→ **WHAT YOU HAVE TO DO**
Please return every line in the following data that includes the string "clearing".

[Dataset excerpts]
┄┄┄┄┄┄┄┄┄┄┄┄┄┄┄┄┄┄┄┄

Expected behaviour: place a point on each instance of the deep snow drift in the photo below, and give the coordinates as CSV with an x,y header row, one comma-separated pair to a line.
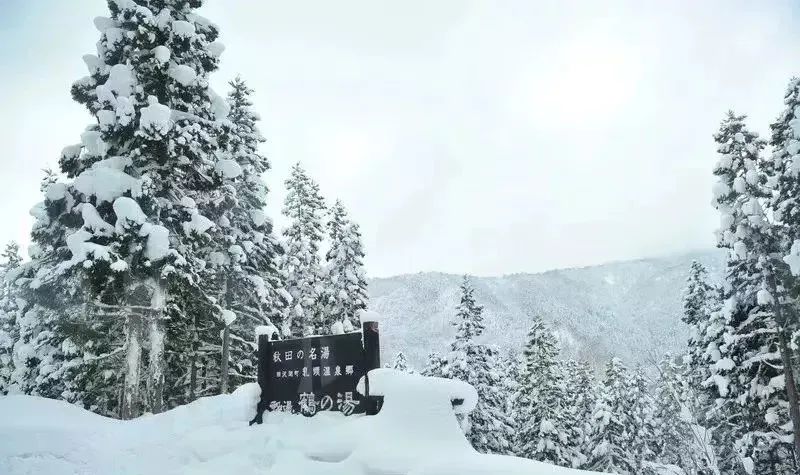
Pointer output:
x,y
416,433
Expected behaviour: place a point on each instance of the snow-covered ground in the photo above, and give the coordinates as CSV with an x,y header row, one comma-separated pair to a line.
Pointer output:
x,y
416,433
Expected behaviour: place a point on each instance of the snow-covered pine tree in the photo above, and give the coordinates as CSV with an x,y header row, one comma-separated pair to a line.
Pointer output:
x,y
678,439
577,382
121,223
436,366
400,363
303,207
344,287
700,300
9,332
488,427
541,418
751,406
783,175
250,282
611,434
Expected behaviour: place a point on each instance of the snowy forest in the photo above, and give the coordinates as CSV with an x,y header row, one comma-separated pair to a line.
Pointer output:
x,y
153,267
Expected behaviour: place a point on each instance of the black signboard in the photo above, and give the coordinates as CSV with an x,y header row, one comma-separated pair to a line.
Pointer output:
x,y
309,375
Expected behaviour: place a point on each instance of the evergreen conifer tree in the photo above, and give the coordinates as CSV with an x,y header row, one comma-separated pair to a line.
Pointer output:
x,y
542,433
9,332
301,264
345,288
751,408
131,223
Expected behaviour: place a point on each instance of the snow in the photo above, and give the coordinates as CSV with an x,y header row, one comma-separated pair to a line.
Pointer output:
x,y
56,191
183,29
369,316
162,54
228,168
258,216
93,63
228,317
216,48
739,184
268,330
198,224
93,222
121,80
156,116
763,297
103,23
106,119
219,106
106,182
92,140
157,241
127,211
416,433
184,74
793,258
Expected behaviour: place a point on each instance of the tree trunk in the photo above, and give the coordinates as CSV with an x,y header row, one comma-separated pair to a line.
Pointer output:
x,y
791,390
155,373
133,353
225,357
788,371
226,333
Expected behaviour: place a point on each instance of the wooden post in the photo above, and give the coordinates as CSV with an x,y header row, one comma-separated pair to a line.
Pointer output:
x,y
264,363
372,360
226,338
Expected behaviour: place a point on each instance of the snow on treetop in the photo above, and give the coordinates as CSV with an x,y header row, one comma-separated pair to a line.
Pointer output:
x,y
93,63
107,183
269,330
103,23
229,169
56,191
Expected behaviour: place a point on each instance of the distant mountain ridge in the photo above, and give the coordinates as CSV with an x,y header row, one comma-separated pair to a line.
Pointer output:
x,y
629,309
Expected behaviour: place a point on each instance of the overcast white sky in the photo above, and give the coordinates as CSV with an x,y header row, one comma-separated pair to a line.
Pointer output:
x,y
486,137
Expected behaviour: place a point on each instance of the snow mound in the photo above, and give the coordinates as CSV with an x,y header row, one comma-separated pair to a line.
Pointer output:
x,y
416,433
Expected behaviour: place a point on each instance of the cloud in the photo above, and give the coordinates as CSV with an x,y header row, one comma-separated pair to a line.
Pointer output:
x,y
484,137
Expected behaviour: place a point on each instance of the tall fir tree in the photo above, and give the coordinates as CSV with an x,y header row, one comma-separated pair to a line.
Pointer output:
x,y
9,332
132,222
578,388
618,422
303,207
248,277
785,206
700,300
400,363
345,287
488,427
747,371
541,418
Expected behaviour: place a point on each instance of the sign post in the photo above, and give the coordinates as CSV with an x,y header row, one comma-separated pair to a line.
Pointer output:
x,y
318,373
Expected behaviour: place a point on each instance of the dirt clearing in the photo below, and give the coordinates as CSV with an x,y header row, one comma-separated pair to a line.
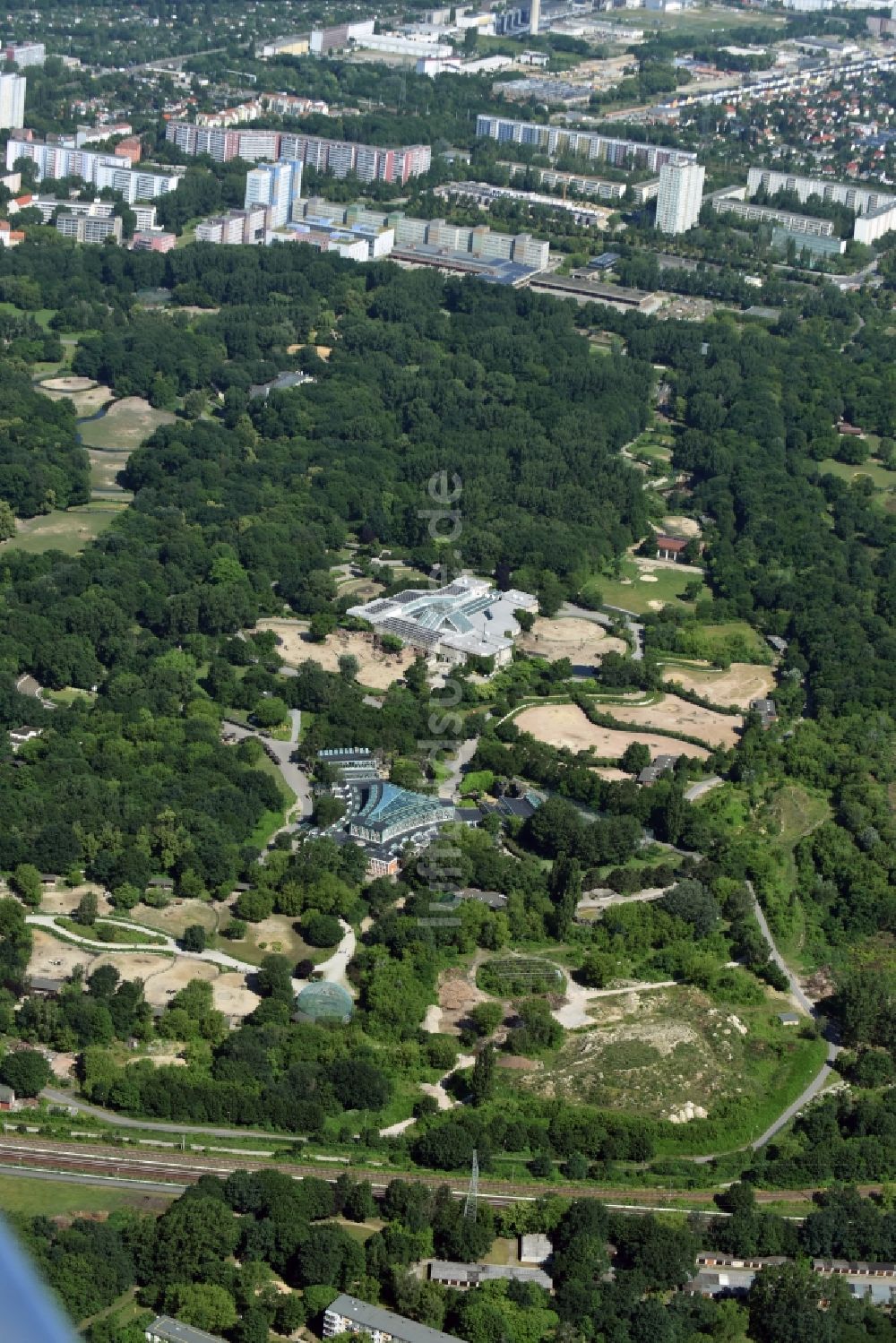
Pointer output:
x,y
716,729
742,683
378,669
565,726
581,641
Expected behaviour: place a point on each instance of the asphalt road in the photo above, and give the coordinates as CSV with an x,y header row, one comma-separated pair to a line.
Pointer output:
x,y
820,1081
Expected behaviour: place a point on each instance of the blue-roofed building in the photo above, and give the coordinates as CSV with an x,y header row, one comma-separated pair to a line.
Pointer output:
x,y
389,813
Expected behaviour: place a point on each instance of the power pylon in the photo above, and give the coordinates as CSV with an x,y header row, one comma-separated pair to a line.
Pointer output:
x,y
473,1192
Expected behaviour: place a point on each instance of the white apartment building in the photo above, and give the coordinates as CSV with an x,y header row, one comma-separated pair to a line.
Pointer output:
x,y
274,185
13,102
89,228
874,210
116,171
678,198
26,54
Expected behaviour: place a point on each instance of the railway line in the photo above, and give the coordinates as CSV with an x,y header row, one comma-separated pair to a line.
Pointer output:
x,y
179,1170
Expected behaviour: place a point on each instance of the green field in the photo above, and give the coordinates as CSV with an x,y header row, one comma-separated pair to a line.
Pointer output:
x,y
632,592
56,1198
40,314
65,529
871,470
124,426
123,936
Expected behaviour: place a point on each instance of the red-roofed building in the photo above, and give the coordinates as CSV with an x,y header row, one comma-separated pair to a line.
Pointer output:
x,y
670,547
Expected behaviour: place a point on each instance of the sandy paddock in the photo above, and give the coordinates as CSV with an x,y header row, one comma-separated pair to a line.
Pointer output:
x,y
716,729
676,525
742,683
85,401
233,997
54,960
581,641
164,982
565,726
378,669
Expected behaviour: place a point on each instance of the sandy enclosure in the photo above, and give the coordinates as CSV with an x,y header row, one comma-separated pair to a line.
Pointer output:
x,y
570,637
718,729
565,726
742,683
378,669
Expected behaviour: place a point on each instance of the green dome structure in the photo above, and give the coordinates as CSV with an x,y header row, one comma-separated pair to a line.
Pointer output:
x,y
324,1001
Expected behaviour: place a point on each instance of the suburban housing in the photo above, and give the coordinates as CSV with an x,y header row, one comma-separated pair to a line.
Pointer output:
x,y
349,1315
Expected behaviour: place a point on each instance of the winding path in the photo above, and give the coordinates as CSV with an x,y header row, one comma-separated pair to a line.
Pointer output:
x,y
332,970
821,1079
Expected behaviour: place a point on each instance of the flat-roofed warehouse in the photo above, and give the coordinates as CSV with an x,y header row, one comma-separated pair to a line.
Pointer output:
x,y
468,618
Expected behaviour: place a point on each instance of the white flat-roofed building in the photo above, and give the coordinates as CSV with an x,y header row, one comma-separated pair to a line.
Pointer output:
x,y
13,102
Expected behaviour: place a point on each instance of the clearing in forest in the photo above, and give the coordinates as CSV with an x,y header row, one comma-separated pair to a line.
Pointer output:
x,y
737,686
673,1055
378,669
716,729
583,642
125,425
565,726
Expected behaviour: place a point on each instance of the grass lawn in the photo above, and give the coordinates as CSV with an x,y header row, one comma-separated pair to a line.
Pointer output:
x,y
124,426
731,641
276,934
632,592
65,529
880,476
70,694
123,936
51,1198
177,917
42,314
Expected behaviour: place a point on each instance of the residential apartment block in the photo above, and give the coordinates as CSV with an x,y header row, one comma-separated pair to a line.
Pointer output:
x,y
349,1315
96,209
26,54
729,202
874,210
479,241
340,158
116,171
276,185
556,140
678,198
236,228
89,228
13,102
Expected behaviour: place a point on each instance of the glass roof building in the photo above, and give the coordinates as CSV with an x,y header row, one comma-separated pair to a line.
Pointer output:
x,y
466,616
389,812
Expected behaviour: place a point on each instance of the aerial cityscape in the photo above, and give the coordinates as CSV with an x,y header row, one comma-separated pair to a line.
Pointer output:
x,y
447,672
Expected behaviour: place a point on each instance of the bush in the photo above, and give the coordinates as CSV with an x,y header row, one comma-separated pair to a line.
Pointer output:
x,y
194,938
320,930
254,906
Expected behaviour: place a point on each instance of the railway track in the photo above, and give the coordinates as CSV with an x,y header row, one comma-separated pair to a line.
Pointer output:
x,y
182,1168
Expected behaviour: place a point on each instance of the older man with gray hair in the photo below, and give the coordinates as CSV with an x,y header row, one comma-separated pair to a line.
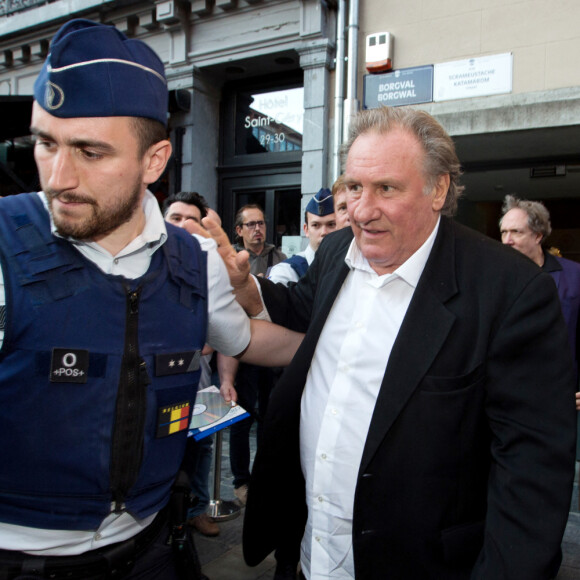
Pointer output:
x,y
525,226
423,430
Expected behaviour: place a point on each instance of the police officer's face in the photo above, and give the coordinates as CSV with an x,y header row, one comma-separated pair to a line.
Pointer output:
x,y
91,173
179,212
317,228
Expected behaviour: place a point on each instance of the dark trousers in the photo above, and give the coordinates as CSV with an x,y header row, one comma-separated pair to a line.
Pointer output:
x,y
157,562
253,385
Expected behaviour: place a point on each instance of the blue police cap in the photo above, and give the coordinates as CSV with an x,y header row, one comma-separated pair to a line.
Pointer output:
x,y
93,70
322,203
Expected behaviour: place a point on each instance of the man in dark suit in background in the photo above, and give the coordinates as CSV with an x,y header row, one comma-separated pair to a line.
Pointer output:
x,y
424,428
525,226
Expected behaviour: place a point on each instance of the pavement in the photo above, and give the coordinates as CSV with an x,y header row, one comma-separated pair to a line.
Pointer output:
x,y
221,557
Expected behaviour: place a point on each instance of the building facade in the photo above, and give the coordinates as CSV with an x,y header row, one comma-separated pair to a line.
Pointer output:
x,y
262,90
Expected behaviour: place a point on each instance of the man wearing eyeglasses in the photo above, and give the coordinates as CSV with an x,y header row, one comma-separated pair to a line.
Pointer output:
x,y
251,229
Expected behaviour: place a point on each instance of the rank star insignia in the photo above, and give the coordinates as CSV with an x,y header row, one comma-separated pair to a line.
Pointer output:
x,y
177,362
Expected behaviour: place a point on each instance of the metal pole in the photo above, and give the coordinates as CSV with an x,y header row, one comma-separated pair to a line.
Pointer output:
x,y
220,509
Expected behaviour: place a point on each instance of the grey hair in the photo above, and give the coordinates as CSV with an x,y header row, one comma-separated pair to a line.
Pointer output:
x,y
538,215
440,155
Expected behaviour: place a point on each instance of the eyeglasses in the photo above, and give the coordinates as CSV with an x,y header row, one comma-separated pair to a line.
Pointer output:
x,y
252,225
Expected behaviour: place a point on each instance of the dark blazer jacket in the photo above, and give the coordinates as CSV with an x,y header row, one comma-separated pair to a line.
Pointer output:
x,y
468,465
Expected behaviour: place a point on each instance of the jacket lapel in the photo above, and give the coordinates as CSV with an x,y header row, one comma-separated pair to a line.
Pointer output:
x,y
425,327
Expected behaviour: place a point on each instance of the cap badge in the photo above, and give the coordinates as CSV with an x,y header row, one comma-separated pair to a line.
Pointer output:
x,y
53,96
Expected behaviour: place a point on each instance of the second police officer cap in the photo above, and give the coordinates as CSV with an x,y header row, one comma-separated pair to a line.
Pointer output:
x,y
93,70
322,203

┄┄┄┄┄┄┄┄┄┄┄┄┄┄┄┄┄┄┄┄

→ **SOLUTION**
Expected behaviour: place a point on each instance of the dirt clearing in the photo below, and give the coordinates as CSV with an x,y header row, one comma-separated pair to a line.
Expected behaviour: place a point on each instance of the clearing in forest in the photo above, and give the coordinates as CSV with an x,y header row, one comma-separated pair to a line.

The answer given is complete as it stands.